(Saved entries)
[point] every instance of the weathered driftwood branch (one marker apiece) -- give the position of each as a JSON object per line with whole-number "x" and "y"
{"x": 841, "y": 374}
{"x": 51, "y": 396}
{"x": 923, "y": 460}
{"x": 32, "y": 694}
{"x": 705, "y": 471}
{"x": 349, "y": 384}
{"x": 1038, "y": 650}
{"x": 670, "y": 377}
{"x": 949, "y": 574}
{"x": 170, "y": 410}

*What is expected*. Rewrite all of the items above in full, requests included, and shift every x and y coordinate in the answers by subtracting 116.

*Reply to the task*.
[point] every instance of the weathered driftwood branch (one marker apiece) -- give the position of each as a JSON object per line with whole-number "x" and "y"
{"x": 725, "y": 258}
{"x": -65, "y": 280}
{"x": 807, "y": 344}
{"x": -84, "y": 578}
{"x": 589, "y": 355}
{"x": 233, "y": 268}
{"x": 922, "y": 534}
{"x": 554, "y": 261}
{"x": 833, "y": 458}
{"x": 54, "y": 294}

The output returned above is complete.